INSTRUCTIONS>
1. In the LG Tone Free T90 review, what two factors does LG say the adaptive noise cancellation adjusts to in real time?
2. Carry on writing the LG Tone Free T90 review, picking up after its final sentence.

The Tone Free T90 use adaptive noise cancellation that LG says optimises ANC in real-time based on the buds’ positions in your ears and the level of sound around you. This should, in theory, go some way to rectify any issues caused by the somewhat loose fit I mentioned earlier.

In practice, however, I found their noise-cancelling capabilities lacklustre compared with options from Sony, Bose and Apple. When you engage ANC on the Apple AirPods 2, it feels like a huge proportion of the external sound around you is sucked out of your environment. The effect is clear as day. With the T90, rumbles of machinery and cars take a hit but in environments like the gym, I was still overly aware of the goings on in my surroundings.

The two ambient modes are more effective. Listening mode is your more traditional transparency option and allows you to clearly hear your environment without a distracting buzz. Conversation mode further prioritises the enhancement of vocal frequencies and, while the effect is pretty subtle, it’s impactful enough to make it worth engaging while chatting away in the office.

LG Tone Free T90 review: Verdict

It’s hard to not be impressed by the number of features LG has managed to squeeze into the Tone Free T90, particularly more unusual ones such as Bluetooth transmission and the bacteria-killing UV technology. Unfortunately, a lot of those features come with caveats.

(Stored items)
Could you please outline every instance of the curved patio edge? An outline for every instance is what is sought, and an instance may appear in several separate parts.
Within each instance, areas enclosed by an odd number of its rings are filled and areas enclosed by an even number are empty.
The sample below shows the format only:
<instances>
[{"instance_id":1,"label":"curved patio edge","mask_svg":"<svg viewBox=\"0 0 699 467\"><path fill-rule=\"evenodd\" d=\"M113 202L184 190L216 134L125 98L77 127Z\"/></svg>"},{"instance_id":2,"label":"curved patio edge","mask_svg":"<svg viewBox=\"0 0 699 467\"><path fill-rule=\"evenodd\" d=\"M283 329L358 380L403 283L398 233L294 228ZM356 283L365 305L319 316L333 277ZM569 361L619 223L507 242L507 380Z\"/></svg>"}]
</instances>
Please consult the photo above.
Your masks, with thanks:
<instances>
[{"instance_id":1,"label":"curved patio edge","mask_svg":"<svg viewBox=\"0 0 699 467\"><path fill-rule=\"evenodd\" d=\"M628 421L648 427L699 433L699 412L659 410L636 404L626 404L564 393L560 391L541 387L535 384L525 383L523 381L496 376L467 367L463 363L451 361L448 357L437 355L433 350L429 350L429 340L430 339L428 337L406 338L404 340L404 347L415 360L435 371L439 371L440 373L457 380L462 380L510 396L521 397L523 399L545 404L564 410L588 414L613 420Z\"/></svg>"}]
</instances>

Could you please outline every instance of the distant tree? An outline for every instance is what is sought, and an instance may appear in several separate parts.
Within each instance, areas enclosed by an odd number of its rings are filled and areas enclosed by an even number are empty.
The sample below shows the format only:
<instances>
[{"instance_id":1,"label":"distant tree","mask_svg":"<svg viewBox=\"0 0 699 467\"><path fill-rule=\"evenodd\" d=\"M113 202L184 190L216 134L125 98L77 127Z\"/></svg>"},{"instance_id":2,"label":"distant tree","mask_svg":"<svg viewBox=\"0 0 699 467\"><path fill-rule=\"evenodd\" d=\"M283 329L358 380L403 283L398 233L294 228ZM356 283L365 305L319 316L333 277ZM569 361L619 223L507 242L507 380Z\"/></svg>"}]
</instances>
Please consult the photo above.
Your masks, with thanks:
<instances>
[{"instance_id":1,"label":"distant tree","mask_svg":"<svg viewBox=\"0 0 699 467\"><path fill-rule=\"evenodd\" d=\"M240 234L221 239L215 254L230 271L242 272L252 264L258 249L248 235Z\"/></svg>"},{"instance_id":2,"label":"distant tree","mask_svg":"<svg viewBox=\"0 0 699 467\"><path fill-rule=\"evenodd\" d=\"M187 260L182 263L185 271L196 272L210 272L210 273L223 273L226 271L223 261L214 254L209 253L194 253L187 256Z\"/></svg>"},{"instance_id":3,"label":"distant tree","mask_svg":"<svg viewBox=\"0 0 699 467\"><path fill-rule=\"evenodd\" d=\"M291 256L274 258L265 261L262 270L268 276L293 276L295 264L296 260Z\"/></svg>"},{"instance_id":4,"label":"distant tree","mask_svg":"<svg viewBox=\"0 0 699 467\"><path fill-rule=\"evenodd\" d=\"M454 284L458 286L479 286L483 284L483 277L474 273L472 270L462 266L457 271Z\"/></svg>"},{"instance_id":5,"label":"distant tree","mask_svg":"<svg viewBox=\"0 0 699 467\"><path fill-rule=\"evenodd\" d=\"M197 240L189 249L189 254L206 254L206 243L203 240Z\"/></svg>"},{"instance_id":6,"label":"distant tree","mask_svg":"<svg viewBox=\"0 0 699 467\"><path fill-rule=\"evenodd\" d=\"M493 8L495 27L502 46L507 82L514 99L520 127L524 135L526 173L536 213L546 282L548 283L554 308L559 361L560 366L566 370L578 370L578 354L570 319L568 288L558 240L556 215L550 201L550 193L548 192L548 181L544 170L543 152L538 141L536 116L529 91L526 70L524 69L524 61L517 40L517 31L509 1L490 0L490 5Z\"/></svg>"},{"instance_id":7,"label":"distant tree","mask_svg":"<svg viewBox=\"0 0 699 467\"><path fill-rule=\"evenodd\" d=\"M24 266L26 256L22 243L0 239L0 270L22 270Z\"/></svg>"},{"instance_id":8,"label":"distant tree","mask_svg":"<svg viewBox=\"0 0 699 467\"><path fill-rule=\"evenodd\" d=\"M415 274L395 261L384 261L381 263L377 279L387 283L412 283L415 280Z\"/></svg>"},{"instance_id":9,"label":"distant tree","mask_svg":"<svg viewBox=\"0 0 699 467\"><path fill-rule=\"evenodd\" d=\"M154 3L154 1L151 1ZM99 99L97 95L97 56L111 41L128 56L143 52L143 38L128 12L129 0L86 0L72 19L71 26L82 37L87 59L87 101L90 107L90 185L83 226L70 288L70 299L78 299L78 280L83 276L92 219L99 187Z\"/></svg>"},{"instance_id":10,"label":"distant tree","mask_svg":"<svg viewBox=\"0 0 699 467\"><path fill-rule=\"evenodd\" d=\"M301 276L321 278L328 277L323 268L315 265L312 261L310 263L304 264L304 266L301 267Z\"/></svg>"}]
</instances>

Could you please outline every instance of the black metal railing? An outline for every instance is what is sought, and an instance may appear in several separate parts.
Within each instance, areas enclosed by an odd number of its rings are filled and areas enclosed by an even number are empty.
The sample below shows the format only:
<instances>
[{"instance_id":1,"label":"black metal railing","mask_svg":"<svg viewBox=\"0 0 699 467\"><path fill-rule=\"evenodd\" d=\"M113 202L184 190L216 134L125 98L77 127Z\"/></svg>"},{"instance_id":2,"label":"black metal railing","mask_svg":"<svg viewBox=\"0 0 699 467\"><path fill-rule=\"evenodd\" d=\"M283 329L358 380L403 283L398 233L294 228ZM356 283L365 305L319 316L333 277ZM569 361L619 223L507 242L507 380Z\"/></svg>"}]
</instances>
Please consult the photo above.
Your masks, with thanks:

ANSWERS BY TASK>
1. The buds' positions in your ears and the level of sound around you.

2.
Dolby Atmos adds a reasonable level of immersion but there’s only so much a pair of wireless earbuds can do to deliver a surround sound format designed for multi-channel speaker systems. Dolby Head Tracking also works well but isn’t subtly implemented and is best saved for the consumption of video content.

Without those audio processing technologies at play, the LG Tone Free T90 deliver a reasonable audio experience but lack the balance, dynamics and insight of premium offerings from the likes of Sony, Sennheiser and Bowers & Wilkins. Where they really fall flat, however, is in their implementation of noise cancellation. Low frequencies are attenuated to a degree, but not to the level you’d expect at this price, and there’s little reduction to the impact of sounds further up the frequency spectrum.

This leaves the T90 in a tricky spot. Their breadth of handy features and customisability are to be admired but they fail to deliver the performance that would secure them a wholehearted recommendation.